>>>
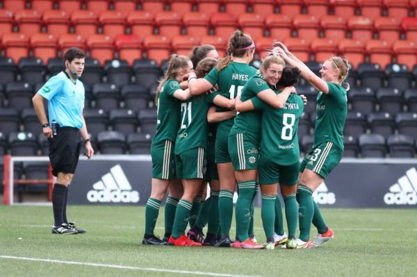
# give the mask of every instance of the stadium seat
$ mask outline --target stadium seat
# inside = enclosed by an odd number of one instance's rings
[[[269,15],[265,19],[265,25],[270,29],[270,36],[279,41],[291,37],[293,20],[288,15]]]
[[[385,158],[385,139],[378,134],[362,134],[359,136],[362,158]]]
[[[126,85],[122,87],[124,108],[138,112],[147,108],[149,88],[142,85]]]
[[[149,155],[152,136],[149,134],[129,134],[127,136],[127,144],[132,155]]]
[[[352,135],[343,136],[343,144],[345,146],[343,157],[357,158],[358,156],[360,150],[358,140],[355,137]]]
[[[395,115],[395,123],[398,133],[411,135],[413,137],[417,134],[417,113],[401,112]]]
[[[170,39],[165,36],[148,35],[145,38],[143,45],[147,49],[147,58],[154,60],[159,65],[163,60],[170,58]]]
[[[411,87],[413,75],[407,65],[388,65],[385,69],[385,74],[387,76],[388,87],[395,87],[400,90]]]
[[[131,34],[140,38],[154,33],[154,15],[149,12],[135,10],[129,13],[127,22]]]
[[[8,106],[17,110],[31,108],[33,92],[32,87],[27,83],[10,83],[6,87],[8,99]]]
[[[12,156],[38,155],[38,141],[31,133],[10,133],[8,143]]]
[[[162,75],[161,68],[154,60],[136,60],[133,62],[133,69],[136,83],[144,85],[148,89],[155,85]]]
[[[400,39],[400,22],[393,17],[377,17],[374,26],[378,31],[379,40],[392,44]]]
[[[138,112],[138,119],[142,134],[155,135],[156,132],[156,110],[141,110]]]
[[[99,22],[103,26],[103,33],[112,38],[124,34],[126,14],[117,10],[106,10],[100,12]]]
[[[100,132],[97,142],[101,154],[124,154],[127,149],[125,135],[119,132]]]
[[[355,69],[361,62],[365,61],[365,44],[361,40],[341,40],[338,44],[338,49]]]
[[[369,18],[359,16],[349,17],[348,27],[350,30],[353,40],[363,42],[372,40],[373,24]]]
[[[417,89],[405,90],[404,100],[407,103],[409,112],[417,112]]]
[[[199,45],[199,40],[192,36],[178,35],[172,37],[171,44],[175,53],[188,56],[193,48]]]
[[[392,114],[389,112],[371,112],[368,115],[368,124],[370,133],[388,137],[394,133],[395,122]]]
[[[42,59],[22,58],[19,60],[21,81],[35,85],[45,81],[46,67]]]
[[[397,63],[413,68],[417,64],[417,40],[398,40],[394,42],[393,50],[397,57]]]
[[[325,37],[329,40],[343,40],[346,37],[346,19],[336,15],[324,15],[320,20]]]
[[[113,131],[124,134],[136,133],[138,118],[136,112],[129,109],[115,109],[108,115]]]
[[[376,97],[369,87],[355,87],[348,94],[352,110],[367,115],[375,110]]]
[[[113,58],[113,39],[106,35],[91,35],[87,40],[91,58],[99,60],[100,65],[104,65],[107,60]]]
[[[85,119],[85,124],[88,133],[96,137],[99,133],[107,131],[108,119],[107,113],[101,109],[84,109],[83,115]]]
[[[382,15],[382,0],[357,0],[361,9],[361,15],[374,20]]]
[[[366,133],[366,120],[360,112],[348,112],[343,135],[358,136]]]
[[[71,22],[75,27],[75,33],[85,37],[97,32],[97,15],[91,10],[79,10],[72,12]]]
[[[119,88],[113,84],[96,83],[92,87],[96,108],[109,111],[119,108],[122,99]]]
[[[332,39],[316,38],[311,42],[311,51],[316,62],[324,62],[329,57],[336,56],[338,42]]]
[[[274,0],[252,0],[253,12],[266,17],[275,12],[276,1]]]
[[[366,49],[371,63],[377,63],[381,68],[385,68],[386,65],[391,63],[392,47],[389,42],[368,40]]]
[[[155,23],[158,25],[159,35],[172,38],[181,35],[182,22],[180,15],[177,12],[158,12],[155,15]]]
[[[6,33],[3,35],[3,45],[6,48],[6,56],[17,62],[21,58],[29,53],[29,39],[24,34]]]
[[[293,19],[300,39],[311,40],[318,37],[319,18],[316,15],[298,15]]]
[[[204,12],[186,12],[182,18],[187,30],[187,35],[201,37],[208,35],[210,18]]]
[[[10,58],[0,58],[0,83],[8,84],[16,81],[17,66]]]
[[[377,90],[384,86],[385,72],[376,63],[363,62],[358,66],[358,74],[361,76],[361,85]]]
[[[109,83],[122,87],[131,83],[132,71],[126,60],[107,60],[104,65],[104,71],[107,74],[107,82]]]
[[[239,28],[243,33],[248,33],[255,41],[263,36],[263,17],[254,13],[243,13],[238,17]]]
[[[226,12],[215,12],[211,15],[210,19],[214,28],[215,35],[228,41],[233,33],[237,28],[236,17]]]
[[[388,15],[398,21],[409,15],[409,0],[384,0],[388,10]]]
[[[406,135],[392,135],[386,139],[391,158],[414,158],[416,149],[413,137]]]

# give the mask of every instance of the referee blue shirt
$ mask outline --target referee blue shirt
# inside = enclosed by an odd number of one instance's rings
[[[67,72],[61,72],[49,78],[38,93],[48,99],[49,124],[55,120],[61,127],[83,127],[85,91],[81,81],[74,83]]]

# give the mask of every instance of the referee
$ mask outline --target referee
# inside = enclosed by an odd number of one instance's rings
[[[85,155],[88,159],[94,155],[83,116],[85,92],[79,80],[84,69],[85,57],[82,50],[70,49],[64,56],[65,69],[49,78],[32,99],[42,132],[49,142],[49,160],[52,174],[56,176],[52,190],[53,234],[86,232],[67,220],[68,186],[78,163],[81,137],[85,143]],[[48,100],[49,121],[44,99]]]

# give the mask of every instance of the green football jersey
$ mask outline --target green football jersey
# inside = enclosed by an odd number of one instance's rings
[[[314,126],[314,144],[332,142],[344,150],[343,128],[348,115],[346,90],[340,85],[327,83],[329,94],[320,92],[317,96],[317,117]]]
[[[207,112],[218,92],[191,97],[181,103],[180,125],[175,141],[174,153],[195,147],[207,149]]]
[[[261,74],[252,77],[242,90],[240,98],[242,101],[245,101],[255,97],[258,93],[271,89],[277,90],[275,86],[269,85]],[[261,141],[261,120],[262,111],[254,110],[245,112],[240,112],[236,117],[230,131],[229,135],[244,133],[253,137],[254,141]]]
[[[179,126],[180,101],[174,97],[174,92],[181,90],[179,83],[170,79],[163,84],[158,97],[156,133],[152,143],[165,140],[175,142]]]
[[[279,93],[279,91],[276,92]],[[302,99],[291,94],[284,107],[276,109],[259,99],[252,99],[262,109],[260,154],[277,165],[293,165],[300,160],[298,121],[304,111]]]

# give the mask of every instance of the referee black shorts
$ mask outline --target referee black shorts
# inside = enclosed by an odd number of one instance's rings
[[[52,174],[74,174],[80,156],[81,134],[72,127],[57,127],[57,135],[48,139]]]

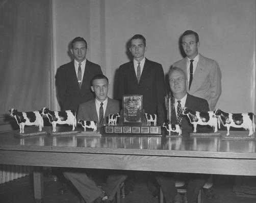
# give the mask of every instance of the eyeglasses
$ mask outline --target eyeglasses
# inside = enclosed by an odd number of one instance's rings
[[[171,83],[174,83],[175,81],[177,81],[178,82],[181,82],[183,81],[185,79],[184,78],[171,78],[170,79],[170,82]]]

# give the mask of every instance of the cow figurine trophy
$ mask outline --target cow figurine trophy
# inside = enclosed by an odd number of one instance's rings
[[[78,123],[81,124],[84,129],[84,131],[86,131],[86,128],[92,129],[93,131],[97,130],[97,123],[93,121],[84,121],[79,120]]]
[[[119,113],[115,114],[109,114],[108,116],[109,125],[116,125],[117,118],[120,117]]]
[[[39,131],[42,131],[43,127],[43,119],[39,111],[28,112],[20,112],[14,109],[9,110],[10,116],[14,117],[19,126],[19,133],[24,133],[25,125],[35,125],[39,126]]]
[[[231,127],[249,129],[249,137],[251,137],[255,132],[255,123],[253,113],[242,113],[233,114],[225,113],[220,109],[214,110],[214,116],[219,117],[222,124],[226,127],[227,132],[226,136],[229,135]]]
[[[175,132],[181,136],[182,134],[181,125],[178,124],[171,124],[171,114],[172,111],[174,111],[174,105],[173,97],[171,95],[171,93],[168,96],[165,96],[165,107],[167,112],[167,123],[163,123],[162,127],[165,128],[168,135],[170,136],[171,134],[171,132]]]
[[[151,123],[152,122],[154,126],[157,126],[157,114],[148,114],[145,113],[144,115],[147,120],[147,125],[150,125]]]
[[[45,107],[43,107],[41,111],[42,115],[47,117],[50,123],[52,124],[53,132],[56,132],[57,124],[72,125],[72,131],[74,130],[75,127],[76,127],[75,112],[73,111],[52,111]]]
[[[192,111],[184,107],[182,111],[182,115],[187,115],[190,123],[193,125],[193,132],[196,132],[196,127],[197,125],[210,125],[214,128],[214,133],[218,131],[218,126],[220,128],[220,124],[219,120],[214,116],[214,112],[209,111],[207,112]]]

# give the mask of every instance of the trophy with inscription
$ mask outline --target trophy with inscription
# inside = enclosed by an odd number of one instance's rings
[[[182,133],[181,126],[178,124],[171,124],[171,115],[173,111],[175,111],[175,109],[174,98],[173,97],[171,96],[170,93],[169,95],[166,95],[165,96],[165,107],[167,112],[168,123],[164,123],[163,124],[163,127],[165,128],[167,131],[168,134],[166,134],[166,136],[175,136],[173,133],[176,133],[178,134],[178,136],[180,136]],[[172,132],[172,133],[171,132]]]
[[[145,113],[143,109],[142,95],[124,95],[122,102],[119,122],[104,126],[104,133],[161,134],[161,126],[157,126],[157,115]]]

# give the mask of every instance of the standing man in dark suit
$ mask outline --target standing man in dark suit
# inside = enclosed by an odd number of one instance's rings
[[[145,113],[158,115],[158,109],[164,104],[166,95],[163,67],[145,57],[147,47],[143,36],[135,35],[130,44],[134,59],[119,69],[118,98],[121,100],[124,94],[142,94]],[[164,118],[158,118],[159,123],[163,121]]]
[[[100,74],[95,76],[91,81],[91,87],[95,93],[95,98],[83,103],[79,106],[78,118],[83,120],[96,121],[97,127],[100,127],[106,123],[106,117],[109,114],[115,114],[119,111],[118,101],[108,97],[109,81],[105,76]],[[102,105],[101,105],[101,104]],[[101,110],[100,110],[102,106]],[[100,115],[103,111],[102,116]],[[100,124],[100,118],[103,123]],[[100,163],[99,163],[100,164]],[[88,176],[88,170],[70,170],[64,173],[64,176],[69,180],[80,193],[87,203],[112,202],[115,194],[120,184],[127,177],[125,175],[113,170],[97,170],[94,169],[91,175],[92,179]],[[90,171],[89,171],[90,173]],[[101,175],[100,177],[108,175],[107,180],[101,188],[98,187],[93,180],[95,174]],[[97,176],[98,178],[98,176]]]
[[[182,134],[186,136],[193,131],[193,127],[189,121],[182,117],[181,114],[182,108],[186,107],[193,111],[207,112],[209,110],[208,103],[204,99],[187,93],[187,77],[182,69],[173,67],[170,69],[168,75],[170,87],[174,97],[175,111],[173,111],[172,115],[171,122],[172,124],[181,124]],[[199,190],[210,175],[183,174],[183,176],[187,181],[187,202],[196,203]],[[157,176],[157,180],[162,188],[166,202],[182,202],[181,196],[177,193],[175,187],[175,174],[171,173],[161,173]]]
[[[61,110],[76,111],[79,105],[94,98],[91,91],[91,79],[102,74],[100,66],[86,58],[87,43],[78,37],[71,42],[74,60],[61,65],[56,73],[56,86]]]
[[[198,53],[199,36],[192,30],[185,31],[181,36],[182,45],[187,57],[175,62],[185,73],[188,83],[188,92],[207,100],[212,111],[221,93],[221,73],[218,62]]]

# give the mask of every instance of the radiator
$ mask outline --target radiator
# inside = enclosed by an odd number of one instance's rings
[[[33,166],[0,165],[0,184],[28,176],[33,172]]]

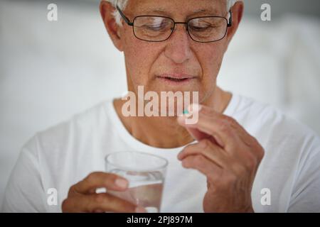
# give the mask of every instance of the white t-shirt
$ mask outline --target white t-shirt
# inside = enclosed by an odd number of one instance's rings
[[[255,211],[320,212],[319,137],[273,108],[238,95],[233,95],[224,114],[236,119],[265,150],[252,191]],[[137,140],[126,131],[112,101],[102,102],[36,133],[24,145],[3,211],[60,212],[72,184],[105,170],[107,154],[137,150],[169,160],[161,212],[203,212],[206,178],[181,166],[176,157],[182,149],[156,148]],[[47,202],[51,188],[57,189],[57,205]],[[269,195],[270,205],[265,204]]]

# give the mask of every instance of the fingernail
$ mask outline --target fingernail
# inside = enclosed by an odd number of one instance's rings
[[[183,111],[182,112],[182,114],[188,114],[189,111],[187,109],[183,110]]]
[[[142,206],[137,206],[136,213],[146,213],[146,210]]]
[[[181,116],[178,116],[177,119],[179,123],[184,124],[185,121],[186,121],[186,116],[183,115],[181,115]]]
[[[127,188],[127,187],[128,187],[128,182],[124,179],[117,179],[115,181],[115,184],[117,186],[122,188]]]
[[[181,160],[181,153],[182,153],[182,151],[181,151],[178,154],[178,159],[180,160]]]

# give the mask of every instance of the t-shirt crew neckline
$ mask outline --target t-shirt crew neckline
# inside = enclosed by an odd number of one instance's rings
[[[232,116],[235,111],[239,101],[240,96],[238,95],[233,94],[228,105],[223,111],[223,114],[227,116]],[[146,145],[132,136],[124,127],[113,105],[113,99],[108,101],[107,104],[104,105],[104,106],[107,116],[109,116],[110,119],[111,120],[111,123],[114,126],[114,128],[116,128],[119,136],[125,143],[127,143],[129,147],[132,148],[135,150],[144,153],[157,153],[159,152],[178,153],[180,152],[186,146],[183,145],[174,148],[160,148]]]

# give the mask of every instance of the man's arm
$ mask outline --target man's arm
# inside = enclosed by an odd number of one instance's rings
[[[21,149],[6,188],[3,212],[46,211],[36,143],[35,136]]]

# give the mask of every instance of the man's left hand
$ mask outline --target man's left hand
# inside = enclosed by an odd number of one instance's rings
[[[235,119],[204,106],[198,120],[179,123],[198,140],[178,155],[186,168],[198,170],[207,177],[205,212],[253,212],[251,190],[264,155],[264,149]]]

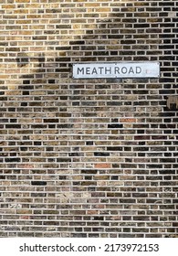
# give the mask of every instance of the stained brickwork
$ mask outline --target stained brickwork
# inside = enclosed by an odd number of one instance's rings
[[[0,1],[0,236],[175,237],[177,0]],[[159,61],[160,79],[73,80]]]

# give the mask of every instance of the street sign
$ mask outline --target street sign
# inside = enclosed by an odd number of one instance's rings
[[[159,78],[159,62],[73,64],[73,79]]]

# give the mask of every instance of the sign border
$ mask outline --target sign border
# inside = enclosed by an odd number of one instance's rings
[[[131,76],[128,76],[128,77],[123,77],[123,76],[120,76],[120,77],[99,77],[99,78],[76,78],[74,76],[74,66],[75,65],[87,65],[87,64],[113,64],[113,65],[116,65],[116,64],[140,64],[140,63],[149,63],[149,64],[152,64],[152,63],[154,63],[154,64],[157,64],[158,65],[158,69],[159,69],[159,73],[158,73],[158,76],[154,76],[154,77],[131,77]],[[100,79],[159,79],[161,77],[161,71],[160,71],[160,62],[159,61],[110,61],[110,62],[107,62],[107,61],[104,61],[104,62],[75,62],[75,63],[72,63],[72,79],[74,80],[100,80]]]

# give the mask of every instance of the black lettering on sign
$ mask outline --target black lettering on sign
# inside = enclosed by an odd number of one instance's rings
[[[136,73],[140,74],[141,72],[141,67],[136,67]]]

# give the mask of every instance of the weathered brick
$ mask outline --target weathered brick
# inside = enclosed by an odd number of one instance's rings
[[[37,2],[1,5],[0,236],[176,237],[177,1]],[[72,78],[151,60],[161,78]]]

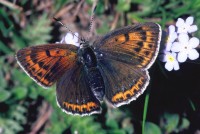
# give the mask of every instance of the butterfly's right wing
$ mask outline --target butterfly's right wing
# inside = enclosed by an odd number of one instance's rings
[[[100,113],[100,102],[92,93],[82,64],[67,71],[56,85],[58,105],[68,114]]]

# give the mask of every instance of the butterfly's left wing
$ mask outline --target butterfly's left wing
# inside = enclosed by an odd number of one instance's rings
[[[161,39],[156,23],[127,26],[94,42],[105,97],[114,106],[136,99],[149,83],[147,69],[155,61]]]
[[[70,44],[48,44],[19,50],[16,59],[39,85],[52,86],[77,62],[78,48]]]
[[[100,102],[94,96],[82,64],[76,64],[56,84],[58,105],[68,114],[100,113]]]

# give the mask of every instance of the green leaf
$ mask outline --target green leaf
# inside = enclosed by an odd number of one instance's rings
[[[169,114],[165,113],[162,119],[163,128],[166,133],[174,132],[178,126],[179,115],[178,114]]]
[[[161,130],[156,124],[151,122],[146,122],[144,134],[161,134]]]
[[[11,96],[9,91],[0,89],[0,102],[6,101]]]
[[[125,12],[130,9],[130,5],[131,5],[130,0],[119,0],[116,9],[120,12]]]
[[[36,18],[34,18],[36,19]],[[50,19],[47,14],[43,14],[37,21],[33,21],[26,29],[21,31],[22,36],[31,45],[44,44],[51,39]]]
[[[118,129],[119,126],[118,126],[118,123],[114,120],[114,119],[107,119],[106,120],[106,126],[109,126],[113,129]]]
[[[188,119],[186,119],[186,118],[183,118],[183,119],[182,119],[182,123],[181,123],[181,125],[179,126],[178,130],[179,130],[179,131],[182,131],[182,130],[184,130],[184,129],[189,128],[189,126],[190,126],[190,121],[189,121]]]

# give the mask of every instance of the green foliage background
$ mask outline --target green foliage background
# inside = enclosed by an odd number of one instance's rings
[[[34,3],[34,1],[21,0],[12,3],[23,10],[0,3],[0,133],[31,132],[34,123],[41,118],[40,113],[44,104],[50,107],[45,111],[46,113],[50,111],[50,116],[42,124],[38,133],[161,134],[190,132],[189,128],[194,123],[187,118],[185,111],[166,110],[159,115],[151,115],[156,116],[156,119],[148,119],[148,103],[152,95],[150,94],[151,86],[142,97],[130,105],[112,109],[103,104],[101,115],[79,117],[63,113],[56,104],[55,87],[48,90],[42,89],[19,68],[14,58],[16,51],[21,48],[58,41],[61,37],[59,33],[61,28],[56,27],[56,22],[52,21],[53,16],[70,5],[74,6],[70,10],[70,13],[73,13],[79,4],[79,1],[72,0],[54,2],[49,0],[49,3],[47,0],[46,2],[46,4],[50,3],[49,8],[41,9],[38,7],[42,5],[42,2],[38,1]],[[88,8],[83,14],[91,13],[92,3],[91,0],[86,0],[84,5]],[[195,24],[200,26],[199,11],[199,0],[103,0],[99,1],[95,13],[96,19],[101,20],[96,31],[98,34],[105,34],[110,31],[112,24],[116,25],[114,27],[120,27],[145,21],[157,22],[161,24],[163,30],[166,30],[167,26],[174,24],[178,17],[185,18],[191,15],[195,18]],[[119,18],[117,23],[114,23],[113,20],[117,14]],[[62,19],[66,18],[61,17]],[[89,18],[87,21],[89,24]],[[75,26],[80,25],[77,19],[74,19],[72,23]],[[70,27],[70,24],[67,25]],[[81,26],[79,28],[83,31],[87,29]],[[71,30],[74,31],[73,28]],[[55,31],[59,34],[55,34]],[[200,36],[200,31],[196,36]],[[194,113],[198,112],[197,107],[200,104],[194,103],[189,97],[187,101],[191,104],[189,108]],[[195,127],[191,132],[197,129],[199,128]]]

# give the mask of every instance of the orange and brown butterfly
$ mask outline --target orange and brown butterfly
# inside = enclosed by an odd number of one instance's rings
[[[66,113],[101,112],[101,103],[130,103],[149,84],[148,68],[160,46],[161,28],[144,23],[111,31],[94,42],[47,44],[21,49],[16,59],[39,85],[56,83],[57,102]]]

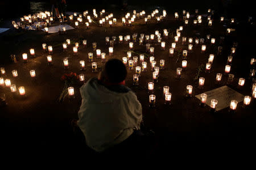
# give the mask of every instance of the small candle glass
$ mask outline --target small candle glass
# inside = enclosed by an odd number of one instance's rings
[[[135,74],[133,75],[133,84],[134,85],[139,85],[139,75]]]
[[[92,63],[92,72],[97,71],[97,63],[94,62]]]
[[[150,95],[149,96],[150,107],[154,107],[155,104],[155,95]]]
[[[192,97],[193,86],[191,85],[187,86],[187,96],[191,97]]]
[[[35,71],[34,70],[31,70],[30,71],[30,76],[32,78],[35,77]]]
[[[177,78],[180,78],[181,77],[181,71],[182,71],[181,68],[176,69],[176,77]]]
[[[18,88],[19,95],[21,96],[23,96],[26,94],[25,88],[24,86],[20,86]]]

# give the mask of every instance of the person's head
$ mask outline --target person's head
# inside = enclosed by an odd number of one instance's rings
[[[104,83],[117,84],[125,80],[127,70],[123,62],[118,59],[108,60],[98,76],[98,79]]]

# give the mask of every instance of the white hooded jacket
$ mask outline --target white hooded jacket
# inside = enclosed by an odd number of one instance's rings
[[[77,125],[87,145],[101,152],[126,139],[139,129],[142,109],[131,91],[110,91],[92,78],[80,88],[82,103]]]

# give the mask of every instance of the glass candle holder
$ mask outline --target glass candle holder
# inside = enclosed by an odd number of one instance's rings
<<<
SET PROBLEM
Nothing but the lines from the one with "# give the mask of every instance of the white hooded" through the last line should be repeated, each exactly as it stands.

SOLUTION TO THIS PROBLEM
# give the mask of every instance of the white hooded jacket
$ mask outline --target white hooded jacket
# inside = enclosed by an odd number of one instance's rings
[[[77,125],[87,145],[101,152],[126,139],[139,129],[142,109],[131,91],[110,91],[92,78],[80,88],[82,103]]]

# give the mask of every instance of the glass candle holder
$ mask outline --target glass candle holder
# inside = enclosed by an odd number of one instance's rings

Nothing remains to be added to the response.